Work instructions
What is needed is an exact copy of every record below.

Data for processing

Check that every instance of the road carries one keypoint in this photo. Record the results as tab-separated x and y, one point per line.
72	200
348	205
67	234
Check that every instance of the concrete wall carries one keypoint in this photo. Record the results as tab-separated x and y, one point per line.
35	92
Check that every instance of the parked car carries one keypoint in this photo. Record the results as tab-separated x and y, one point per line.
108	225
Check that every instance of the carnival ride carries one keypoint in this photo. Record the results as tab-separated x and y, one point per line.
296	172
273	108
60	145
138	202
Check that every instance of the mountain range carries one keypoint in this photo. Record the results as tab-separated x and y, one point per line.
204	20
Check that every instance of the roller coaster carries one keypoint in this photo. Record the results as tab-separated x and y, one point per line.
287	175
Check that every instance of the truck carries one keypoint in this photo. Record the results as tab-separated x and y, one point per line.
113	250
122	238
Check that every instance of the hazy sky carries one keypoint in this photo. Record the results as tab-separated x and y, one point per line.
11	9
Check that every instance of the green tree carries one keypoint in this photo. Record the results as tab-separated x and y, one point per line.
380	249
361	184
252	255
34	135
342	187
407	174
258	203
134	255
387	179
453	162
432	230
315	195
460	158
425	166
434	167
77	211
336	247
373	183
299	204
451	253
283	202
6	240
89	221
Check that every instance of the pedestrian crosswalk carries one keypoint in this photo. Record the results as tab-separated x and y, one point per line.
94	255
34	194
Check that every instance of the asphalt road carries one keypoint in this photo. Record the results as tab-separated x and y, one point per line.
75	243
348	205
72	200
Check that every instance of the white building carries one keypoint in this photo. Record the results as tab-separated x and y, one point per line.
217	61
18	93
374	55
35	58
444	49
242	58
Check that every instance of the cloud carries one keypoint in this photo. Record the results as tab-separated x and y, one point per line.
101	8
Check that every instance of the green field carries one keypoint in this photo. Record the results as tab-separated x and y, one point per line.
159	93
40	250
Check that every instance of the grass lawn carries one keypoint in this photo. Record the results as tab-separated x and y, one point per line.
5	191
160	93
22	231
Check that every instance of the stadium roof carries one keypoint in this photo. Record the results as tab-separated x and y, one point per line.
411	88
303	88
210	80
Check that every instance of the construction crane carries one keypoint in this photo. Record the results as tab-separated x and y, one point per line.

Exercise solution
Check that every instance of the road carries one keypoint in this photo. Record the results as tab-separated x and y, one point per line.
72	200
348	205
67	234
Check that every instance of the concrete wall carries one keypoint in this photo. Record the results as tab-separated x and y, one point per line.
35	92
Check that every instance of the parked car carries one keypoint in this photo. Record the results as tab-separated x and y, one point per line.
108	225
Check that every instance of the carnival ride carries one keypoint in this photo. Record the results as tab-separated x and y, one point per line.
296	172
273	108
60	145
138	202
Check that every instance of the mountain range carries one keypoint in this photo. Record the results as tab-separated x and y, one point per line.
204	20
Check that every instance of the roller coaster carries one keypoint in this photo. Record the results as tab-separated x and y, one point per line.
287	175
Check that every instance of the truck carries one keypoint in this photo. Record the results as tab-separated x and y, one point per line.
113	250
122	238
Check that every instance of the hazy sky carries one keypoint in this photo. Record the results as tab-separated x and y, one point per line.
11	9
Check that every instance of the green tree carries one keypoint in this photo. Record the results as tab-separated x and y, one point per line.
380	249
361	184
252	255
34	135
342	187
407	174
258	203
134	255
387	179
453	162
432	230
315	195
460	158
425	166
434	167
77	211
336	247
373	183
299	204
451	253
283	202
6	240
89	221
Check that every instance of the pedestrian crosswalk carries one keypoint in this photo. Record the results as tab-separated x and y, one point per line.
94	255
34	194
Check that every instance of the asphalt road carries one keypoint in this photo. Record the results as tab-separated x and y, one point per line.
75	243
348	205
72	200
Check that every instance of the white building carries one keypoint in this photo. Record the results as tab-separated x and y, one point per line.
217	61
18	93
374	55
35	58
444	49
242	58
Check that every instance of the cloud carries one keypoint in this photo. Record the results as tab-separated x and y, one point per line.
101	8
Check that every instance of the green field carries one keypoint in this photo. Record the results as tab-separated x and y, one point per line.
159	93
40	250
Check that every instance of the grass lawn carries one keypoint in this photo. Record the results as tab-separated x and y, one point per line.
5	191
160	93
22	231
Check that every instance of the stadium roof carries one keypoint in this photo. Record the results as tab-separated x and y, one point per line.
411	88
303	88
210	80
Check that every instance of the construction crane carries one keypoint in this photo. Record the results as tab-separated x and y, one point per line.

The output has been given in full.